▶ **Data provided**
======

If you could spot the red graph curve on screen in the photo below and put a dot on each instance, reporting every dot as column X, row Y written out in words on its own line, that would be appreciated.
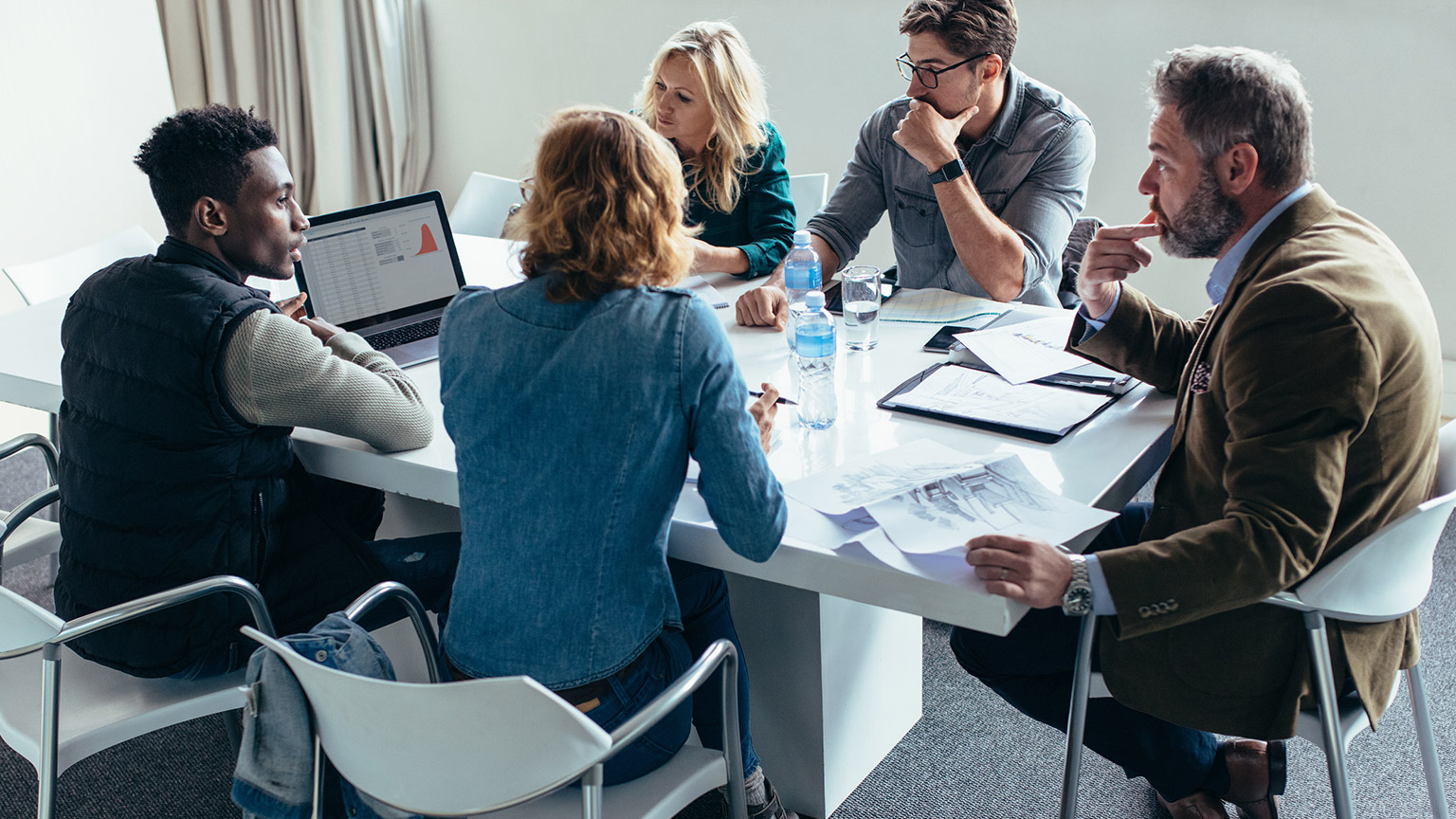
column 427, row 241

======

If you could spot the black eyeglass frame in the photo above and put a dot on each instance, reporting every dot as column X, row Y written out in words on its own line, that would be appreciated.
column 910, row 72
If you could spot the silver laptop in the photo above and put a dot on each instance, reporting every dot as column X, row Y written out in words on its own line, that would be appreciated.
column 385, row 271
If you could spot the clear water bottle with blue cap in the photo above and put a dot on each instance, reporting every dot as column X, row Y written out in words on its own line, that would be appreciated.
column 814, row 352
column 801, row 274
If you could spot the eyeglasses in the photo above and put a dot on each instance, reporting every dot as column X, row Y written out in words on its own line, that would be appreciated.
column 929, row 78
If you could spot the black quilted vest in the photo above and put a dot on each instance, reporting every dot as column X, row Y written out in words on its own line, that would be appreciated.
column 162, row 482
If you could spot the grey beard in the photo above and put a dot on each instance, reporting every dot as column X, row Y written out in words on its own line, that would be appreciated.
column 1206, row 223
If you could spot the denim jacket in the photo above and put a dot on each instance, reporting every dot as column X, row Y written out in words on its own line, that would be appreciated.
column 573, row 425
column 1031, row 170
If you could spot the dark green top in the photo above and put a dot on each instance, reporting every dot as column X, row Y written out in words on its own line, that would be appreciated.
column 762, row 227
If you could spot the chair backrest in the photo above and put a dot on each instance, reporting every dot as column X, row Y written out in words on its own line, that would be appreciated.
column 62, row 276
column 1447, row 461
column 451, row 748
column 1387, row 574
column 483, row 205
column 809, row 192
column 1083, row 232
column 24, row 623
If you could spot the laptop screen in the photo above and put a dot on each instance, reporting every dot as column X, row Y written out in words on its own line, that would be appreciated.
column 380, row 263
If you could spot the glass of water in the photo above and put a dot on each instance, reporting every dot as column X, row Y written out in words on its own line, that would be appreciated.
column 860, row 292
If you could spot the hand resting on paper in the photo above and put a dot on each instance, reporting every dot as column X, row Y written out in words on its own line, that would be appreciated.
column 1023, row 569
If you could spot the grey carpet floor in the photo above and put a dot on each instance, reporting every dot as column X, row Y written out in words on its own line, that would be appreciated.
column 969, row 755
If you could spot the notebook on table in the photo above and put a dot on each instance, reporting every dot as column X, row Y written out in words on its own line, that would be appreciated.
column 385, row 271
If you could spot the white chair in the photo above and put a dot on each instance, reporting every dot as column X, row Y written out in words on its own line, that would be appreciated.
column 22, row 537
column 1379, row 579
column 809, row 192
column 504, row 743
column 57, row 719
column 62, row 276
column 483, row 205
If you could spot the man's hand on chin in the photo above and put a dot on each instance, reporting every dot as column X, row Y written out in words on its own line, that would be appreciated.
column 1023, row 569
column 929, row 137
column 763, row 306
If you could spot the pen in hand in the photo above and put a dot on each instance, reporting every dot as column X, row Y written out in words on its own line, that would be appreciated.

======

All that is wanted is a faithful reproduction of the line above with "If you could spot the chair", the line with "If you could spot the pen", and every line in between.

If you could spot the chair backrest in the photo above and put a dot on each instance, reporting every dot as column X, row Y written out in words on its own line, that would be appreciated.
column 62, row 276
column 1447, row 461
column 451, row 748
column 1387, row 574
column 483, row 205
column 809, row 192
column 1083, row 232
column 24, row 623
If you could spot the laptop screen in the photo above and put a dot on each instance, reporting every dot as column X, row Y written out in words on its own line, that would be appreciated.
column 380, row 263
If you could spot the glass of water in the photo above and put a dot on each instance, reporting every dot as column X, row Y written out in words on its own line, that would be appreciated.
column 860, row 292
If you could spot the hand resting on paper in the photo above and put a dot on each instance, reporting every dot as column X, row Y written out in words on its own line, that would be appreciated.
column 1023, row 569
If you could spot the grey carpet floor in the photo above and put a dot on each instance, reporting every dot as column X, row Y written out in words on its own line, that would be appreciated.
column 969, row 755
If you could spot the notebook on table in the photo above and put a dot on each instance, reporting every dot as column X, row Y written out in words on its own line, that would be appreciated.
column 385, row 271
If you could spot the white chair in the photo above and put a dot on each instance, reporting every dot as column X, row Y written out in words on its own line, that would be appreciated.
column 22, row 537
column 1379, row 579
column 809, row 192
column 504, row 743
column 57, row 719
column 62, row 276
column 483, row 205
If you could spot the man's hand on chin in the photo above and put a dot on each instance, reporting every dot as column X, row Y written out in words on its own line, that would be appreciated.
column 1023, row 569
column 929, row 137
column 763, row 306
If you could spot the pen in hand in the photo above and put a dot on each instance, reporting every dot as column X, row Y written out in words on its own line, that would be appreciated.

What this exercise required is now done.